**Aufgaben zum Material:**
1/ Gib aus dem Text über Kompressionsstrümpfe in der Schwangerschaft alles von "Welche Strümpfe sind" bis hinunter zu "auf diese Eigenschaften." wortgetreu wieder.
2/ Ergänze den Text über Kompressionsstrümpfe in der Schwangerschaft um den Abschnitt, der auf seinen letzten Satz folgt.

**Textauszug:**
+ + + + +

Welche Strümpfe sind geeignet?

Für die Schwangerschaft sind Kompressionsstrümpfe in den Kompressionsklassen 1 und 2 geeignet. Wer das Tragen nicht gewöhnt ist, sollte mit der Klasse 1 beginnen und Klasse 2 erst zum Ende der Schwangerschaft verwenden. Das RAL-Gütezeichen ist ein Hinweis auf den graduellen Druckverlauf, der bei allen medizinischen Anwendungen von Kompressionsstrümpfen ein absolutes MUSS ist. Beachten Sie beim Vermessen, dass Sie im oberen Bereich ggf. noch an Umfang zulegen werden. Das ist normal und für eine Schwangerschaft auch hilfreich. Verschiedene Hersteller haben deswegen auch Kompressionsstrümpfe und Kompressionsstrumpfhosen speziell für Schwangere entwickelt, die im oberen Bereich elastischer sind und sich entsprechend anpassen. Das Modell “Materna” von Sigvaris oder markenübergreifende Bezeichnungen, wie ATM oder ATU sind ein Hinweis auf diese Eigenschaften.

+ + + + +

**Erfasste Daten:**

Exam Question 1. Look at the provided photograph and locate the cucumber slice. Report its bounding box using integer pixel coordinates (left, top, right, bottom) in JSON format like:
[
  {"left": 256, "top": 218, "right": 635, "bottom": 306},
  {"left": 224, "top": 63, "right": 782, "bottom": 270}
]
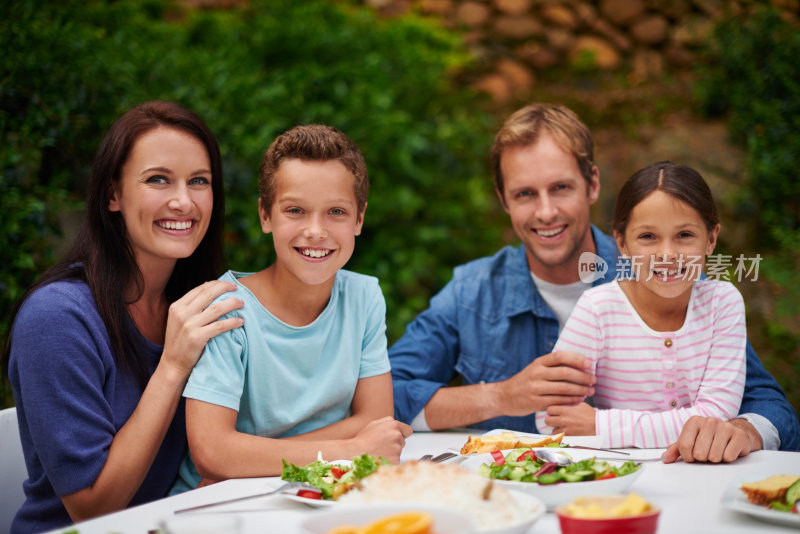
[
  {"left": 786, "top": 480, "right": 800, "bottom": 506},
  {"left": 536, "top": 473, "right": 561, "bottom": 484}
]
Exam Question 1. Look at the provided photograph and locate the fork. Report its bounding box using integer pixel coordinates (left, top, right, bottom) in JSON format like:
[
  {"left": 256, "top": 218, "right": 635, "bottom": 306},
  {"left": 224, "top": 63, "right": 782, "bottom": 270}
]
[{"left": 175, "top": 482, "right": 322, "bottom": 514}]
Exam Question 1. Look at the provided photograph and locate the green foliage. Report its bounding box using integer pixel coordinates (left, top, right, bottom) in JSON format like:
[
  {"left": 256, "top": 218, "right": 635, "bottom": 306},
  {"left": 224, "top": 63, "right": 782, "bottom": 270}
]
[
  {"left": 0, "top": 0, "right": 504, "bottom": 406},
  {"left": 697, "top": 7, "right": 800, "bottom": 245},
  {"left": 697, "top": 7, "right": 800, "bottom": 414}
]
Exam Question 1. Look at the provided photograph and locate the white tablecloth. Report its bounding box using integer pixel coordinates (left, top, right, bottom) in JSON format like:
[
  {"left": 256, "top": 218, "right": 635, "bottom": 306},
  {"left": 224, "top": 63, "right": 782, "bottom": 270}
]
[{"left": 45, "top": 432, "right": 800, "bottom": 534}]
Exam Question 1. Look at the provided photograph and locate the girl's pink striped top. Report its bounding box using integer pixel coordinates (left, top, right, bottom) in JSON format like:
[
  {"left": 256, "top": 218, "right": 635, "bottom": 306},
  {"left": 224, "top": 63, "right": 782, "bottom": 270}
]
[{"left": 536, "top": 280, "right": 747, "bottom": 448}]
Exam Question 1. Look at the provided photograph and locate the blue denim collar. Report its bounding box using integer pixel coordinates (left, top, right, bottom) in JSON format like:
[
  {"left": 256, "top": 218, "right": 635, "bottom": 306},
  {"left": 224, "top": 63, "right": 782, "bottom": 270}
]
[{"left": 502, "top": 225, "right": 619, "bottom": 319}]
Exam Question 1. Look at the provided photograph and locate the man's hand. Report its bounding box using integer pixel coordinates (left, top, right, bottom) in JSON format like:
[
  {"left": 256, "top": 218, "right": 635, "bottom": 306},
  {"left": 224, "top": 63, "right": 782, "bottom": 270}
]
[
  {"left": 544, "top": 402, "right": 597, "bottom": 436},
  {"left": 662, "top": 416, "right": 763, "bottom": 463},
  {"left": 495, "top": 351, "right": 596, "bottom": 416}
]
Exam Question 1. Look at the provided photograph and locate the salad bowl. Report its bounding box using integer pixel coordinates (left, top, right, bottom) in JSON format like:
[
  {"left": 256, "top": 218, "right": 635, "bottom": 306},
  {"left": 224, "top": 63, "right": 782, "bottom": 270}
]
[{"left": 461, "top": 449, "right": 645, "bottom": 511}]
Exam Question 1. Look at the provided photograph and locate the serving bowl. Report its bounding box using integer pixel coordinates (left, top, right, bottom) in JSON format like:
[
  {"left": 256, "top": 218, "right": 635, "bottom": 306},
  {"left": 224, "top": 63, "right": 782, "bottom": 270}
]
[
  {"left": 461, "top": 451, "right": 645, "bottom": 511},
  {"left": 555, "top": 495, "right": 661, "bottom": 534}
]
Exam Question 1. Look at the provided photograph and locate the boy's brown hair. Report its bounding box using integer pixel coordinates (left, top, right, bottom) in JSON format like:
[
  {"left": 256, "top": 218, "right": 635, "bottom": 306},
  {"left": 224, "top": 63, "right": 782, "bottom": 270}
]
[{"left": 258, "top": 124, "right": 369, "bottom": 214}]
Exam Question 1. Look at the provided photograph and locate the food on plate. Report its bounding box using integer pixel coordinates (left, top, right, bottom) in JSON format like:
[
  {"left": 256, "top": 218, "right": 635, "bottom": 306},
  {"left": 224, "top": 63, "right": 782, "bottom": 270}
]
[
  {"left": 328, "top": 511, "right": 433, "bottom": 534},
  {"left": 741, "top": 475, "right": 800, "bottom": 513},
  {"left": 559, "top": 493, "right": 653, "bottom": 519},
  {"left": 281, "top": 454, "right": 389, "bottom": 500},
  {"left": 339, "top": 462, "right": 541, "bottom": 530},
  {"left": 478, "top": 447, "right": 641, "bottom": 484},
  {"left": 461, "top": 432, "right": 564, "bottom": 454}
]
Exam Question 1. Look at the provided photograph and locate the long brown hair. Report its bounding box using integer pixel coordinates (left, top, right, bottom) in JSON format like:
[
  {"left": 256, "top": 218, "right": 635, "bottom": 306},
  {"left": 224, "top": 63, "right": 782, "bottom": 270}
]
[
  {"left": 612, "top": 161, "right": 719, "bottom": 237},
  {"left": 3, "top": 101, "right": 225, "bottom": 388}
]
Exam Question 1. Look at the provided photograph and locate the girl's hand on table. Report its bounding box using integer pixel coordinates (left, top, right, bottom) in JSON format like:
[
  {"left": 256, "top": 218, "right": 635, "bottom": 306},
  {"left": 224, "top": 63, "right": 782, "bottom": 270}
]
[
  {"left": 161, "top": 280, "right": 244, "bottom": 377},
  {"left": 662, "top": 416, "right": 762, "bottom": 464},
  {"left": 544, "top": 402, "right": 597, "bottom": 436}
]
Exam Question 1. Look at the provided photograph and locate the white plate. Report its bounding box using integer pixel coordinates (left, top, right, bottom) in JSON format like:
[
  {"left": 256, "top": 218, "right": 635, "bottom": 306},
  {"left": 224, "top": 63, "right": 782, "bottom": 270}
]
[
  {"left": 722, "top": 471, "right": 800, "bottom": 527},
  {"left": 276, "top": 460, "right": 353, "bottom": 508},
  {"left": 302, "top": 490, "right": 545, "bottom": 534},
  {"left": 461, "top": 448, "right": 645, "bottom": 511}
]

+ + + + +

**Lösungen zur Übung:**
1/
Welche Strümpfe sind geeignet?

Für die Schwangerschaft sind Kompressionsstrümpfe in den Kompressionsklassen 1 und 2 geeignet. Wer das Tragen nicht gewöhnt ist, sollte mit der Klasse 1 beginnen und Klasse 2 erst zum Ende der Schwangerschaft verwenden. Das RAL-Gütezeichen ist ein Hinweis auf den graduellen Druckverlauf, der bei allen medizinischen Anwendungen von Kompressionsstrümpfen ein absolutes MUSS ist. Beachten Sie beim Vermessen, dass Sie im oberen Bereich ggf. noch an Umfang zulegen werden. Das ist normal und für eine Schwangerschaft auch hilfreich. Verschiedene Hersteller haben deswegen auch Kompressionsstrümpfe und Kompressionsstrumpfhosen speziell für Schwangere entwickelt, die im oberen Bereich elastischer sind und sich entsprechend anpassen. Das Modell “Materna” von Sigvaris oder markenübergreifende Bezeichnungen, wie ATM oder ATU sind ein Hinweis auf diese Eigenschaften.

2/
Strumpfhose oder Socken?

Bei der Entscheidung zwischen halterlosen Strümpfen und einer bis zum Bauch reichenden Strumpfhose gibt es einiges zu beachten. Halterlose Strümpfe sind besonders im warmen Sommer ggf. angenehmer zu tragen und erlauben etwas mehr Freiheit beim Laufen. In der ersten Schwangerschaftshälfte stehen diesen Vorteilen noch keine Nachteile gegenüber.

Später ist eine Kompressionsstrumpfhose speziell für Schwangere allerdings eindeutig besser. Diese gibt nämlich auch Halt an der Hüfte und Leiste, wo sich Krampfadern besonders oft entwickeln. Für diesen Vorteil nehmen die meisten Frauen die zusätzliche Wärme und die Unannehmlichkeiten beim Toilettenbesuch gerne in Kauf.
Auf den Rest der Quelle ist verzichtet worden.